[TASK INSTRUCTIONS]: Format every line of the material below as a numbered list, and leave out any blank lines.

Annotated coordinate records:
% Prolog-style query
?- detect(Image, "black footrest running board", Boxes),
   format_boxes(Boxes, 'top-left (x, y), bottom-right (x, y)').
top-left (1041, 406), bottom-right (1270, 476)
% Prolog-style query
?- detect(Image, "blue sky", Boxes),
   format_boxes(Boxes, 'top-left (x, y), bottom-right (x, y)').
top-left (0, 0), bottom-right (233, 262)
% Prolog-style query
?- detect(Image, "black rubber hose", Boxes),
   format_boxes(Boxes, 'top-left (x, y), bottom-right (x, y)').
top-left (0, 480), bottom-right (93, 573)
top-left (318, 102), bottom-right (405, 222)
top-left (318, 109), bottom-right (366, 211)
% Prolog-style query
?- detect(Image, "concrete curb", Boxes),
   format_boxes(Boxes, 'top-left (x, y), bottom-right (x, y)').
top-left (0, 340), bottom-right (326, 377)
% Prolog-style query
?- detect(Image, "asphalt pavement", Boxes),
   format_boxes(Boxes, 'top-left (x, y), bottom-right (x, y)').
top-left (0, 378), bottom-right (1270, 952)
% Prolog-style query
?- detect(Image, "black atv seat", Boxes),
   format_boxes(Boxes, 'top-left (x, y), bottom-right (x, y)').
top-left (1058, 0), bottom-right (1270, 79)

[OUTPUT FOR THIS EXERCISE]:
1. % Prolog-style query
2. ?- detect(Image, "black footrest running board", Boxes),
3.    format_boxes(Boxes, 'top-left (x, y), bottom-right (x, y)').
4. top-left (1041, 406), bottom-right (1270, 476)
5. % Prolog-style query
6. ?- detect(Image, "blue sky", Boxes),
7.    format_boxes(Boxes, 'top-left (x, y), bottom-right (x, y)').
8. top-left (0, 0), bottom-right (233, 262)
9. % Prolog-style query
10. ?- detect(Image, "black rubber hose", Boxes),
11.    format_boxes(Boxes, 'top-left (x, y), bottom-right (x, y)').
12. top-left (0, 480), bottom-right (93, 573)
13. top-left (318, 102), bottom-right (405, 222)
14. top-left (318, 109), bottom-right (366, 211)
15. % Prolog-style query
16. ?- detect(Image, "concrete curb", Boxes),
17.    format_boxes(Boxes, 'top-left (x, y), bottom-right (x, y)').
18. top-left (0, 340), bottom-right (326, 377)
19. % Prolog-style query
20. ?- detect(Image, "asphalt pavement", Boxes),
21.    format_boxes(Boxes, 'top-left (x, y), bottom-right (x, y)').
22. top-left (0, 378), bottom-right (1270, 952)
23. % Prolog-style query
24. ?- detect(Image, "black atv seat", Boxes),
25.    format_boxes(Boxes, 'top-left (x, y), bottom-right (x, y)').
26. top-left (1058, 0), bottom-right (1270, 79)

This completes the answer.